- WHAT YOU SHOULD DO: Nothing but the lines from the line with "Would you kindly point to the front" to the end of the records below should appear in the answer, each exactly as given.
▬▬▬
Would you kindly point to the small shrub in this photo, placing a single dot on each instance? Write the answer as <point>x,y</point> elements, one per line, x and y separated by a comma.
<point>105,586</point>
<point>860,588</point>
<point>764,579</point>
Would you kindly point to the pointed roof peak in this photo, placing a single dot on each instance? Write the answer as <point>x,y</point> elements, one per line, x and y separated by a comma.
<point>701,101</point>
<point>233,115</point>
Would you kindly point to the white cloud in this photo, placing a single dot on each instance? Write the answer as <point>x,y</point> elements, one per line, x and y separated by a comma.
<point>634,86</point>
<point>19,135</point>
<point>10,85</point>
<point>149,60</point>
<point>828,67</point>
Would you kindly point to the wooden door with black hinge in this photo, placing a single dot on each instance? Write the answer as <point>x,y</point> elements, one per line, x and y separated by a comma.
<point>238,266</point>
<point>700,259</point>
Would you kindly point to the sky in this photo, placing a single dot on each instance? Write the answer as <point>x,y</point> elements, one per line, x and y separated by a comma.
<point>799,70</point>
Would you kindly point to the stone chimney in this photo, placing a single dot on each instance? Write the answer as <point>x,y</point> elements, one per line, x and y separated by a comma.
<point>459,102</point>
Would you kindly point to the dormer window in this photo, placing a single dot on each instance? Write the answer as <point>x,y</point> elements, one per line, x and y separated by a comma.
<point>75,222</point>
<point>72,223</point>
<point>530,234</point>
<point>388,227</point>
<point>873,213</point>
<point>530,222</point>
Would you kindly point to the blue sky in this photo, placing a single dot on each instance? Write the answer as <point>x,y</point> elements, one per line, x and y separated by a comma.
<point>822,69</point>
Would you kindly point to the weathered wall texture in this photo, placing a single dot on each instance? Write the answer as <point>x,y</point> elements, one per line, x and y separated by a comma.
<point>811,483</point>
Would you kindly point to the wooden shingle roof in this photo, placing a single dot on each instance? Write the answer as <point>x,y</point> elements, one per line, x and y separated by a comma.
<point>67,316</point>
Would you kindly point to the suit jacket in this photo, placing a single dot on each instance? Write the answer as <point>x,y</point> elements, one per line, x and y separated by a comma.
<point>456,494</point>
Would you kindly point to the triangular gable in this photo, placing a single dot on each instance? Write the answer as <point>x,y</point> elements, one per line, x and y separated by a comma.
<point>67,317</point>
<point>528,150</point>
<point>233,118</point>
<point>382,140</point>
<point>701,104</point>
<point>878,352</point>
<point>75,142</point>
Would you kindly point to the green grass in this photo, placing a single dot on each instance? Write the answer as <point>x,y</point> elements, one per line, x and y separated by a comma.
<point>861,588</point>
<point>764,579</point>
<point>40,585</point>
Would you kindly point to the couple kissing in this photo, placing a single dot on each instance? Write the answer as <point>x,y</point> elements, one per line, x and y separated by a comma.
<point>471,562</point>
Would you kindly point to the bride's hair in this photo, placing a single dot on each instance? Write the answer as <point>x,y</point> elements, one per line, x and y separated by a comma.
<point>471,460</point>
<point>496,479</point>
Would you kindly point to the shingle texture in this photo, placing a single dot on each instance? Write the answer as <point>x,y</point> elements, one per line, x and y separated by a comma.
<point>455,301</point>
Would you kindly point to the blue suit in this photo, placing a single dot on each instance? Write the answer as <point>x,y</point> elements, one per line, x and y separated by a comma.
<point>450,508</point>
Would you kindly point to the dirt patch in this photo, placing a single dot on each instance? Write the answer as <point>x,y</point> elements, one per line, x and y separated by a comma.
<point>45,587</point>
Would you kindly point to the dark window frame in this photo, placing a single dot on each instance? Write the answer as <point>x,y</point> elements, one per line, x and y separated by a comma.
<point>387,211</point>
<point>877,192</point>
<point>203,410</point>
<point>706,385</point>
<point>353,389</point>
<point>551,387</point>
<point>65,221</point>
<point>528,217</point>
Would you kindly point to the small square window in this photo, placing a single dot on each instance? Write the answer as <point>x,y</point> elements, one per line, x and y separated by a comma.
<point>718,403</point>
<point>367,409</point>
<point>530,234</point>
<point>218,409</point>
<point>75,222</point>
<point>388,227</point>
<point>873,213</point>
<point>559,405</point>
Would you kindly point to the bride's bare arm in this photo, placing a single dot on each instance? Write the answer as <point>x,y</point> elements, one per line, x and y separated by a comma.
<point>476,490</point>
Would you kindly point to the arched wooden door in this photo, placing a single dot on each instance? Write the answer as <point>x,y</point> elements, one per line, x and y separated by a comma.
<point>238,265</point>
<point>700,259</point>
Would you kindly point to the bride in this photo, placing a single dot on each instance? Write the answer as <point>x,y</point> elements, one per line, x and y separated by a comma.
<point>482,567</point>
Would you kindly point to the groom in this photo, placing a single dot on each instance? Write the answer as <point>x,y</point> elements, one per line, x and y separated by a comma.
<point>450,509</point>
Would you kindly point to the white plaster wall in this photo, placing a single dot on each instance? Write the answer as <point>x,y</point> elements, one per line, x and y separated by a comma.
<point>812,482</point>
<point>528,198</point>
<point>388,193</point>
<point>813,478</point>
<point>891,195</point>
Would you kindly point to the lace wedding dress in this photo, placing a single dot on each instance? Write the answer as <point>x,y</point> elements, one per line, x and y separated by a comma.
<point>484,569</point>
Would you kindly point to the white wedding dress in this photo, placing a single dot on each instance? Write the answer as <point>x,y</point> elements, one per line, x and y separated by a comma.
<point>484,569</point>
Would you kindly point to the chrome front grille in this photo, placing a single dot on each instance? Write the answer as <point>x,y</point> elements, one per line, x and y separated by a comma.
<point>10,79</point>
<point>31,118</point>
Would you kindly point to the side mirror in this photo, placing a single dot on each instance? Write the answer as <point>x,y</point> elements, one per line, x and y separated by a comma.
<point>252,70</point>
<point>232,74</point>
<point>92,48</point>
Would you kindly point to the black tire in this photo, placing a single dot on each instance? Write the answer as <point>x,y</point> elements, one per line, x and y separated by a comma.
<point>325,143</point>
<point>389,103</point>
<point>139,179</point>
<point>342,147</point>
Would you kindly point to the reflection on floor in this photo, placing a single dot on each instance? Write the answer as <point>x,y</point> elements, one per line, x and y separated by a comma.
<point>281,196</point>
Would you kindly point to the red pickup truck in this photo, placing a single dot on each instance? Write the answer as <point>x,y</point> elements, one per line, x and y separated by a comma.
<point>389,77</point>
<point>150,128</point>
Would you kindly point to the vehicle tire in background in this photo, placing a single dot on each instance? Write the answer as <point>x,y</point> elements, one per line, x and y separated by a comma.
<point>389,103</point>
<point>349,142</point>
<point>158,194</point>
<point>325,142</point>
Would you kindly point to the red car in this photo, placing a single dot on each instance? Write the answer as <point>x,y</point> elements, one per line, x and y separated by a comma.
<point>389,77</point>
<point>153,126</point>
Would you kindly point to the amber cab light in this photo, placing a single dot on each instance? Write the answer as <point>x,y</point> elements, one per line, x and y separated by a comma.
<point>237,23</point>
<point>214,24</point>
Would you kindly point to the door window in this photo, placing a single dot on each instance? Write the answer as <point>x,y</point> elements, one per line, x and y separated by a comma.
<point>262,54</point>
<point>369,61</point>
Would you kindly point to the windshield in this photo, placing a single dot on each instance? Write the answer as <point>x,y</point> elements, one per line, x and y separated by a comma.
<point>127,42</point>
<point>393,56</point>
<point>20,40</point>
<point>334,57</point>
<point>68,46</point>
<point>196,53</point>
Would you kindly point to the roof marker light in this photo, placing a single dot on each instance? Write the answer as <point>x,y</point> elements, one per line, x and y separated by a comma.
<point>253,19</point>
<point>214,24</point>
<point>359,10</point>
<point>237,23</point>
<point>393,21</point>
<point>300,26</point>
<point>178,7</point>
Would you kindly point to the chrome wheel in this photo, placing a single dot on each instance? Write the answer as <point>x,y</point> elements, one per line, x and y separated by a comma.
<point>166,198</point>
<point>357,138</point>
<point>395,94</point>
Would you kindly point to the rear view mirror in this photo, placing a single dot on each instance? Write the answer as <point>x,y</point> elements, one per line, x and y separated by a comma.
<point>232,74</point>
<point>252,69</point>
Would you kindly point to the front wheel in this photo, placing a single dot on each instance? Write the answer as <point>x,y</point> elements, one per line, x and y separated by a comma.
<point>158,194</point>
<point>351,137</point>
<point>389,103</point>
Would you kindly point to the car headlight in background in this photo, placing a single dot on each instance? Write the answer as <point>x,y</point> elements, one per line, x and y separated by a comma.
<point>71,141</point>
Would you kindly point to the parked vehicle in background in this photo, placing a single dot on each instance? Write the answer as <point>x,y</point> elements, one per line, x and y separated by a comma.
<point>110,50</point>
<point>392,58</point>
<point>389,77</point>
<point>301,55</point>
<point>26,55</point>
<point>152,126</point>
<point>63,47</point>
▬▬▬
- RESPONSE BELOW:
Would you kindly point to the front wheel in this photo, placing a single dot on each instance? Write the answer as <point>x,y</point> elements, one per line, x and y separated by a comma.
<point>158,194</point>
<point>351,137</point>
<point>389,103</point>
Would you kindly point to the car headlight in background in this photo, placing a single dot on each instance? Write the answer as <point>x,y</point> elements, one per line, x and y separated by a comma.
<point>71,141</point>
Would you kindly point to the parked vehicle in background in this photo, placing a single dot on each instance? Write the answer as <point>x,y</point> elements, one per line, x and y separated by a comma.
<point>110,50</point>
<point>392,58</point>
<point>389,77</point>
<point>301,55</point>
<point>26,55</point>
<point>152,126</point>
<point>63,47</point>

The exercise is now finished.